**TASK DETAILS**
Quote word for word the lines beginning with the one that contains "the blurred building" and continuing through the one that contains "(1143, 205)", both included.

___ DATASET RECORDS

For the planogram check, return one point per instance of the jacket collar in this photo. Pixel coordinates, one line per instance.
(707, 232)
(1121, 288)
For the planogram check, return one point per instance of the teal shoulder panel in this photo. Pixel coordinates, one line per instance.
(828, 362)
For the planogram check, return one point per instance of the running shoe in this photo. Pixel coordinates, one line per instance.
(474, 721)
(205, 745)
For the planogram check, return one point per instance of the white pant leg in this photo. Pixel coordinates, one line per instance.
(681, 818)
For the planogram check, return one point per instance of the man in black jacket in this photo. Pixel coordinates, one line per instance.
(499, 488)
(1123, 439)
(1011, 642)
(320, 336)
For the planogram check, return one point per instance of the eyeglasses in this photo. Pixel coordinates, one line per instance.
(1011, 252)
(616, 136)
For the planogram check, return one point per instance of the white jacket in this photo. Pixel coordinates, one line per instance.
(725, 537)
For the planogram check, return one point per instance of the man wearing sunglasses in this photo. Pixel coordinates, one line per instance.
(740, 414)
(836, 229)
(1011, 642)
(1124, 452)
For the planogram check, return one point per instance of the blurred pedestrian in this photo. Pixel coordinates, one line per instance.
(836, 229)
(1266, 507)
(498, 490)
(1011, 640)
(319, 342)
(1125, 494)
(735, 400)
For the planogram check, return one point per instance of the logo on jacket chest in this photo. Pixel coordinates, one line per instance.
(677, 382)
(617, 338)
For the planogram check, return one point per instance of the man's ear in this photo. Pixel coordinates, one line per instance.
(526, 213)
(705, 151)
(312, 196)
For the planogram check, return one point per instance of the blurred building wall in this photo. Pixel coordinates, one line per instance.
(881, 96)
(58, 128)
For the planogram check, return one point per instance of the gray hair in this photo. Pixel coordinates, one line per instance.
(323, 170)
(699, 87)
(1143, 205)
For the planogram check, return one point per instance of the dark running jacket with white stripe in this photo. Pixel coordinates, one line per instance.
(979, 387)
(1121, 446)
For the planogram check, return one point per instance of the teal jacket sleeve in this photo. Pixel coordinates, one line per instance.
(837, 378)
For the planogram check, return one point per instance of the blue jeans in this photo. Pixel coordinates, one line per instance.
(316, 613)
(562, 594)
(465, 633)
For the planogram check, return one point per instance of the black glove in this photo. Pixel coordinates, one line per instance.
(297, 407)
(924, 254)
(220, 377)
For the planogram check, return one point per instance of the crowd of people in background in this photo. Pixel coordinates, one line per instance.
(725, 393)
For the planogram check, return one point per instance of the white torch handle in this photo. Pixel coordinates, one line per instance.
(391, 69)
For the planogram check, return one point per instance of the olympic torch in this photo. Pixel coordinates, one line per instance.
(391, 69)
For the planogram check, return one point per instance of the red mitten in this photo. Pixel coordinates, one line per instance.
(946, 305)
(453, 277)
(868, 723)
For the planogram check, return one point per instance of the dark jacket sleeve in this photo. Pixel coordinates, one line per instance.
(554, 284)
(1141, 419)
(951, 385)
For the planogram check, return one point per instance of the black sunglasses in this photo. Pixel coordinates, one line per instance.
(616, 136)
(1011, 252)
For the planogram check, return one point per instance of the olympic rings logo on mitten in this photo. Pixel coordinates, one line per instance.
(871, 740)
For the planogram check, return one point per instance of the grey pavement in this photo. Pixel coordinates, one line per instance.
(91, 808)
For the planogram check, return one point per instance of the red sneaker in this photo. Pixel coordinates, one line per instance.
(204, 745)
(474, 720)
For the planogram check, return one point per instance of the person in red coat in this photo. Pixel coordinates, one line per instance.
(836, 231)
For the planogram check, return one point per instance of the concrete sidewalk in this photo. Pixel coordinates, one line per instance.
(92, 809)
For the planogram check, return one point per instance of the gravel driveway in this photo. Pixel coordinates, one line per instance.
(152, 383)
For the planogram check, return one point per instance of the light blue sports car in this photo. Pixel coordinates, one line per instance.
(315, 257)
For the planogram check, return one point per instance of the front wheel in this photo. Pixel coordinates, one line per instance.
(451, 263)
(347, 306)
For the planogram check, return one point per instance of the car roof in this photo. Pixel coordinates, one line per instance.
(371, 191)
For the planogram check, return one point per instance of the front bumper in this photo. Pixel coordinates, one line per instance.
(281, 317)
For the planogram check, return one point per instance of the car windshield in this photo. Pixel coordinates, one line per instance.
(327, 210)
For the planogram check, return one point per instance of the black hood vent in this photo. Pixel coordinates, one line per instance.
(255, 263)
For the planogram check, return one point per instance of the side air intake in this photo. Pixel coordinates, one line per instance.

______

**EXERCISE SOLUTION**
For the planogram check, return one point per instance of the blurred building wall in this photo. Pixel coordinates, one line per instance.
(881, 96)
(58, 128)
For the planogram check, return one point per instance of the gray hair in this photo. Pixel coordinates, one line per instance.
(323, 170)
(699, 87)
(1143, 205)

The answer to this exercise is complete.